**GOALS:**
1. Condense the paragraph of the convexity bias text that begins "For rates traders and macro strategists" into a bulleted list that keeps its main facts.
2. Summarize the convexity bias text in two sentences.

**TEXT SECTION:**
-----
What Is Convexity Bias?

Convexity bias is a structural pricing difference between interest rate futures (such as SOFR futures or the now-defunct Eurodollar futures) and equivalent forward rate agreements (FRAs) or OIS swaps. The bias arises because futures are daily mark-to-market instruments: gains are received and losses are paid immediately in cash, whereas an FRA or OIS forward settles at a single future date. This asymmetry in cash flow timing creates a systematic advantage for the party who is short interest rate futures when rates rise — their margin gains arrive early and can be reinvested at higher rates. To eliminate this arbitrage, futures must trade at a slightly higher implied rate than the equivalent forward, meaning futures overprice rates relative to the true forward curve. The adjustment, known as the convexity correction, grows with the square of time to maturity and the level of interest rate volatility, making it most significant for contracts more than two years out.

Why It Matters for Traders

For rates traders and macro strategists building yield curves, ignoring convexity bias leads to a systematically upward-shifted curve at the long end. When stripping a forward curve from SOFR futures to price swaps or structure hedges, the convexity adjustment must be explicitly subtracted. Failure to do so can cause mispricing of 5y and 10y swap rates by several basis points — material in high-notional institutional trades. Relative value desks running Eurodollar (now SOFR) vs. OIS swap positions exploit periods when the market misprices this adjustment, particularly after volatility regime changes. The bias is also central to the basis trade between listed futures and OTC derivatives.

How to Read and Interpret It

The convexity correction is typically estimated using a Hull-White or Vasicek interest rate model. A rough approximation is:

Correction ≈ ½ × σ² × T₁ × T₂

where σ is the short-rate volatility, T₁ is the futures expiry date, and T₂ is the end of the contract's accrual period. At 10-year maturities with 100bps of short-rate volatility, corrections can reach 30–50 basis points. When implied volatility (e.g., from swaptions) rises sharply, the theoretically correct adjustment increases — if market prices haven't updated, a relative value opportunity exists. Watch the spread between SOFR futures-implied rates and OIS forward rates as a real-time gauge.

Historical Context

The convexity bias became a widely discussed academic and practitioner issue in the early 1990s as the Eurodollar futures market grew to be the largest futures market in the world by open interest. Research by Galen Burghardt and Bill Hoskins (1994–1995) quantified corrections of 15–25 basis points for 5-year deferred contracts under the interest rate volatility environment of that era. During the 2022 Fed tightening cycle, with SOFR volatility surging and the SOFR futures strip extending, convexity adjustments on 3-year deferred SOFR contracts widened noticeably, complicating curve construction for swap desks transitioning from Eurodollar to SOFR infrastructure.

Limitations and Caveats

Convexity bias calculations are model-dependent — different assumptions about the short-rate process (mean reversion speed, volatility structure) yield materially different corrections. In practice, dealers use proprietary models that differ enough to create inter-dealer disagreement of a few basis points. Additionally, the correction assumes continuous margin reinvestment at the risk-free rate, which breaks down under funding stress or in negative rate environments where reinvestment assumptions collapse. The adjustment is also less relevant for very short-dated contracts (under 6 months) where the time effect is negligible.
-----
**EXTRACTED DATA:**

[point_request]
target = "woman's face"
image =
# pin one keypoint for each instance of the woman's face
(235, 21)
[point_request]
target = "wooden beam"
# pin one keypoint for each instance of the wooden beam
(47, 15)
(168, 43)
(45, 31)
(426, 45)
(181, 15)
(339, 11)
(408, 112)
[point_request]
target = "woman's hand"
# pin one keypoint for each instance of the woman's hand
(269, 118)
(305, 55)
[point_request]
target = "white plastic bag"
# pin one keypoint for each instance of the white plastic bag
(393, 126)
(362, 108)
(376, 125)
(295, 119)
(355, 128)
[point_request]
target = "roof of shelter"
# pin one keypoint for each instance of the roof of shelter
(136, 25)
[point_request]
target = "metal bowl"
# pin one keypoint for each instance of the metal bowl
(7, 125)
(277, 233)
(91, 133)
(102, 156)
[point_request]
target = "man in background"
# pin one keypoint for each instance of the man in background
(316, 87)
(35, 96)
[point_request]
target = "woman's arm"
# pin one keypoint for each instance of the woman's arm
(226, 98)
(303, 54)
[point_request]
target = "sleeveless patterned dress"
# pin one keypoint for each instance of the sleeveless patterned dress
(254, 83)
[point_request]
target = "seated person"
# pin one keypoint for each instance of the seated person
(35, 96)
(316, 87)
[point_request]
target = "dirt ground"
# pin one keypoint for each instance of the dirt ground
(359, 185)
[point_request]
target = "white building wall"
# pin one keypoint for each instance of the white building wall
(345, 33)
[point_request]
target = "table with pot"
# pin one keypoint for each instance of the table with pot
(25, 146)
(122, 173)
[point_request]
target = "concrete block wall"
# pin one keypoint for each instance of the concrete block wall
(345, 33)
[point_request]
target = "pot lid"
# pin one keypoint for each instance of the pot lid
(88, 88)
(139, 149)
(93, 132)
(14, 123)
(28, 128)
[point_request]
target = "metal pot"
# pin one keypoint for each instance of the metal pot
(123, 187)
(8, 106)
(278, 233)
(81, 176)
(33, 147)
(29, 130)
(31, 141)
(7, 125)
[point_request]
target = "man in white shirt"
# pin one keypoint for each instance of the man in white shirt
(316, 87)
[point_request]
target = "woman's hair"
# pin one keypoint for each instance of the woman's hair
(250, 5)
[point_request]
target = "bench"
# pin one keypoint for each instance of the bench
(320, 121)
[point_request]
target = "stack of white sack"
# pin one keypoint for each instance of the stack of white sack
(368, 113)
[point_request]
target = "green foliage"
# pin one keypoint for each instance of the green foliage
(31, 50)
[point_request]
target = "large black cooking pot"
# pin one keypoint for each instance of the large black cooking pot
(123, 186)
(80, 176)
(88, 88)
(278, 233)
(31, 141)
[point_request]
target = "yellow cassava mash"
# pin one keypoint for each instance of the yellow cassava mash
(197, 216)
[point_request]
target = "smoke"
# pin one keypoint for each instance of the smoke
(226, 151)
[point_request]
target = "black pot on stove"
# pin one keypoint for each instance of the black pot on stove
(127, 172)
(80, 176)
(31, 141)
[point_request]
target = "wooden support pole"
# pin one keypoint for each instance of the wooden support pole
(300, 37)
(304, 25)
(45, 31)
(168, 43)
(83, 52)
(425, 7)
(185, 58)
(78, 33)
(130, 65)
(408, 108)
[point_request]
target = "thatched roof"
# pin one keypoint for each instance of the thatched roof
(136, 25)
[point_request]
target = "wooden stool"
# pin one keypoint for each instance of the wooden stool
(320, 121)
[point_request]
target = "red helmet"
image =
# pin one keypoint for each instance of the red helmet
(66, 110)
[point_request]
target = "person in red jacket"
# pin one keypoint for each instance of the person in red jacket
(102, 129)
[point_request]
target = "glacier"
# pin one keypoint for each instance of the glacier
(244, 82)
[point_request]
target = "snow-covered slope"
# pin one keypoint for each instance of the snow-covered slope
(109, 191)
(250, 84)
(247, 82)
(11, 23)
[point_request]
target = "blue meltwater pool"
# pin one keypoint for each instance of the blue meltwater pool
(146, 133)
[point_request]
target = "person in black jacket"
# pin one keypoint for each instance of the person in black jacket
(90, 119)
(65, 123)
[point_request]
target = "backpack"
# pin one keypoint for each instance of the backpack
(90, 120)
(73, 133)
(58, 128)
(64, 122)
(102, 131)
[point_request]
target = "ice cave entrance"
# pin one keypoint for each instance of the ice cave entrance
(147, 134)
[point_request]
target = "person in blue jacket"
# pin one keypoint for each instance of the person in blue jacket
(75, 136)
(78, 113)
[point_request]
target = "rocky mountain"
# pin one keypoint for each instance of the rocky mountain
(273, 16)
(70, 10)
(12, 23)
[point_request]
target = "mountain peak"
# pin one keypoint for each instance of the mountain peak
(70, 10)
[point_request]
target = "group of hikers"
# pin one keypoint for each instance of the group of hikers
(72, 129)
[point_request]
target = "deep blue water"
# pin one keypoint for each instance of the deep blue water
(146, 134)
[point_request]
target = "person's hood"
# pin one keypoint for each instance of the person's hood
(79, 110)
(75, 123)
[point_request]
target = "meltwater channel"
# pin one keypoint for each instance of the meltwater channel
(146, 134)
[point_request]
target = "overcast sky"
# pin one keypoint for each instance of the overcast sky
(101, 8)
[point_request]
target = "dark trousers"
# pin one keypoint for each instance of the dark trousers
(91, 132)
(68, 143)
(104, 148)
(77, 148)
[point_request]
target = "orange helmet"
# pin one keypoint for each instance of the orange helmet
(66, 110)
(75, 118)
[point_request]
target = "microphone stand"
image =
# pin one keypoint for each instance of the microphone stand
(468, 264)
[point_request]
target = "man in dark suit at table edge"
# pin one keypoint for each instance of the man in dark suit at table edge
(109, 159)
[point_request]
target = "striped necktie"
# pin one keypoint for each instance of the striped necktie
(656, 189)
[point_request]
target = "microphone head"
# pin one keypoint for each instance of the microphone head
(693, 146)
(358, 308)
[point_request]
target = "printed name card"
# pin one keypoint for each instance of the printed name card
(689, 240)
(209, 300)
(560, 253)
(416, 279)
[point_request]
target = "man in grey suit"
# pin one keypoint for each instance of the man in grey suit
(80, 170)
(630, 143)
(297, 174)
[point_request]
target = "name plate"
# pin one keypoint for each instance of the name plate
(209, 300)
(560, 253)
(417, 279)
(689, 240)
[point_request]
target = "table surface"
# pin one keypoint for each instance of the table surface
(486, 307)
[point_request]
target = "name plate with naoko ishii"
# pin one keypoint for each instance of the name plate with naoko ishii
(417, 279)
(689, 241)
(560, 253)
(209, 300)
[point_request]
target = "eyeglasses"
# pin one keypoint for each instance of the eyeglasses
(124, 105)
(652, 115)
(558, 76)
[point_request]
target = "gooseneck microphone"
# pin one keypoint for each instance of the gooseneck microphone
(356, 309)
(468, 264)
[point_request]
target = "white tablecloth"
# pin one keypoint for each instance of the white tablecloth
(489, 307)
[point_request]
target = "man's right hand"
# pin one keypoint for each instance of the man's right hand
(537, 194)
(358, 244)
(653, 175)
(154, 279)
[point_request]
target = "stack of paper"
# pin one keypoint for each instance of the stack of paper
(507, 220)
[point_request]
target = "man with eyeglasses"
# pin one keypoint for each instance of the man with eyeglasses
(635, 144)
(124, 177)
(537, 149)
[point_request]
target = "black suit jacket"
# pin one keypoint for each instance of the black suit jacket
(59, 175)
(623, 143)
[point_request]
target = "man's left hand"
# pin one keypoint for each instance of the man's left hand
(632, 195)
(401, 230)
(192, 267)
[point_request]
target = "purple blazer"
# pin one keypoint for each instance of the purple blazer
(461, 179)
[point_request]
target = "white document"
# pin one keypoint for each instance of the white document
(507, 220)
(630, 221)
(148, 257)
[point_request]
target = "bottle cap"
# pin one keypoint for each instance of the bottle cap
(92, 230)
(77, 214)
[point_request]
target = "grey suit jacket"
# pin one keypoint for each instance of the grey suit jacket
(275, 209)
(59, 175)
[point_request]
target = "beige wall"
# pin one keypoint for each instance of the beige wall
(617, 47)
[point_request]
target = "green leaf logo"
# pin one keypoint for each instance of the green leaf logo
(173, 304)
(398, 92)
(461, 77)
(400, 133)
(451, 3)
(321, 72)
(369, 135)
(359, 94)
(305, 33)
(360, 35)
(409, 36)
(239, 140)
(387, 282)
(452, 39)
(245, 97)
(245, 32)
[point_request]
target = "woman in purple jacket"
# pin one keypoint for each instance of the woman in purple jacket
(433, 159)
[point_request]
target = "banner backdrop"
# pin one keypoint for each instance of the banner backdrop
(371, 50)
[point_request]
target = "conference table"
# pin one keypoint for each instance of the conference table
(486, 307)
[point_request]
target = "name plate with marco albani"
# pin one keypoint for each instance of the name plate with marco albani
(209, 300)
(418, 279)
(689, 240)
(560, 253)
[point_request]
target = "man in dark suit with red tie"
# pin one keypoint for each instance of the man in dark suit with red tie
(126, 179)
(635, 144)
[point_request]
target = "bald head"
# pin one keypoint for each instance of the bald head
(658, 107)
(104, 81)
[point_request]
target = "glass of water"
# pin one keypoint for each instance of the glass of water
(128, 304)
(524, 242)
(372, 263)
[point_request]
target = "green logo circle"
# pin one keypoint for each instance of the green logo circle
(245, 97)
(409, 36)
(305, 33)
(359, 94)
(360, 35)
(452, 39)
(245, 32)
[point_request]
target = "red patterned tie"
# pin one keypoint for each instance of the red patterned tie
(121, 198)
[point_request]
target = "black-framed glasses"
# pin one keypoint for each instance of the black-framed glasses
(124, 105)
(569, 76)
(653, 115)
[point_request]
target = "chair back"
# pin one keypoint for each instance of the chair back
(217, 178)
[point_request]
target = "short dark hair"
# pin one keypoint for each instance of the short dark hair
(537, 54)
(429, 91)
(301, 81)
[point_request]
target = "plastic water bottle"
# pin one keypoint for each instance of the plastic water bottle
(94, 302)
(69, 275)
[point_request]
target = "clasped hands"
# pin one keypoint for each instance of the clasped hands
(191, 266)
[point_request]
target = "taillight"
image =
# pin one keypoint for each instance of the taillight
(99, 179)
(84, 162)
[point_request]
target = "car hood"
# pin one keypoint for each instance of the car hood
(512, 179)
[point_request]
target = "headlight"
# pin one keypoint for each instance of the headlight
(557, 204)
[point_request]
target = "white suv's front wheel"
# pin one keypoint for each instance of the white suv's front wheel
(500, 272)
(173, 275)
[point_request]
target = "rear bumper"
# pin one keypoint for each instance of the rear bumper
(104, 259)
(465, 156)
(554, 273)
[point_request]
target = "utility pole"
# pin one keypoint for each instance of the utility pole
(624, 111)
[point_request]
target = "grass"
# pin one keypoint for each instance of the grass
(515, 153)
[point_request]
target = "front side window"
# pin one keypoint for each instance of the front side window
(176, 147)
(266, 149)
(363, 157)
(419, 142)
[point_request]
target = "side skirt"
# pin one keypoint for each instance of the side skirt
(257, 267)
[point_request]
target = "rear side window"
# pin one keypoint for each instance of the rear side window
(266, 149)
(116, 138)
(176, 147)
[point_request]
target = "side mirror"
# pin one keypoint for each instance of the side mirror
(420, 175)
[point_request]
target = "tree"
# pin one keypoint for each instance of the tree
-----
**SOLUTIONS BY TASK:**
1.
- Ignoring convexity bias shifts a yield curve systematically upward at the long end.
- When a forward curve is stripped from SOFR futures to price swaps or structure hedges, the convexity adjustment must be subtracted explicitly.
- Leaving it out can misprice 5y and 10y swap rates by several basis points, which matters in high-notional institutional trades.
- Relative value desks trading Eurodollar (now SOFR) against OIS swaps exploit market mispricing of the adjustment, especially after volatility regime changes.
- The bias is central to the basis trade between listed futures and OTC derivatives.

2. Because interest rate futures are marked to market daily while FRAs and OIS forwards settle once, futures must trade at a slightly higher implied rate than the equivalent forward, and this convexity correction grows with time to maturity and rate volatility. Traders must subtract the correction when building curves from SOFR futures or risk mispricing swaps, but its estimate depends on the model used and rests on reinvestment assumptions that can break down under funding stress.